__STATED TASK__
Print all of the entries exactly, minus the pictures.

__RECORD LIST__

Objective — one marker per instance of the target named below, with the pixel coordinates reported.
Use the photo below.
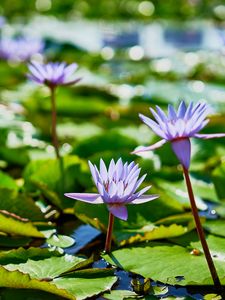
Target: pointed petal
(153, 125)
(86, 197)
(181, 110)
(111, 169)
(149, 148)
(209, 136)
(171, 112)
(182, 149)
(144, 198)
(93, 172)
(161, 114)
(103, 171)
(119, 211)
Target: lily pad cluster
(51, 246)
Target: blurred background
(131, 55)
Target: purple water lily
(53, 73)
(178, 127)
(117, 187)
(20, 49)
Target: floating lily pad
(166, 263)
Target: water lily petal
(86, 197)
(144, 198)
(209, 135)
(119, 211)
(182, 149)
(149, 148)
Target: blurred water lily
(178, 127)
(117, 187)
(53, 74)
(20, 49)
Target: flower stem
(200, 231)
(54, 122)
(55, 138)
(109, 233)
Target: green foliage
(166, 263)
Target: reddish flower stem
(54, 122)
(109, 233)
(200, 231)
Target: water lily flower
(116, 186)
(20, 49)
(178, 127)
(53, 74)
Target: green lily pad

__FINAL RESULT__
Objective — one marker per instance of the target named below, with the pixel coordinates reported.
Use the photo below.
Target: pointed petal
(153, 125)
(86, 197)
(181, 110)
(111, 169)
(149, 148)
(209, 136)
(171, 112)
(182, 149)
(144, 198)
(93, 172)
(161, 114)
(103, 171)
(119, 211)
Target: lily pad cluster
(51, 246)
Target: blurred background
(131, 55)
Target: purple water lily
(53, 73)
(178, 127)
(117, 187)
(20, 49)
Target: floating lily pad
(166, 263)
Target: water lily petal
(86, 197)
(144, 198)
(209, 135)
(119, 211)
(182, 149)
(149, 148)
Target: blurred water lily
(178, 127)
(117, 187)
(53, 74)
(20, 49)
Target: flower stem
(200, 231)
(54, 122)
(55, 138)
(109, 233)
Target: green foliage
(166, 263)
Target: reddish flower stem
(54, 122)
(109, 233)
(200, 231)
Target: water lily flower
(116, 186)
(20, 49)
(178, 127)
(53, 74)
Target: green lily pad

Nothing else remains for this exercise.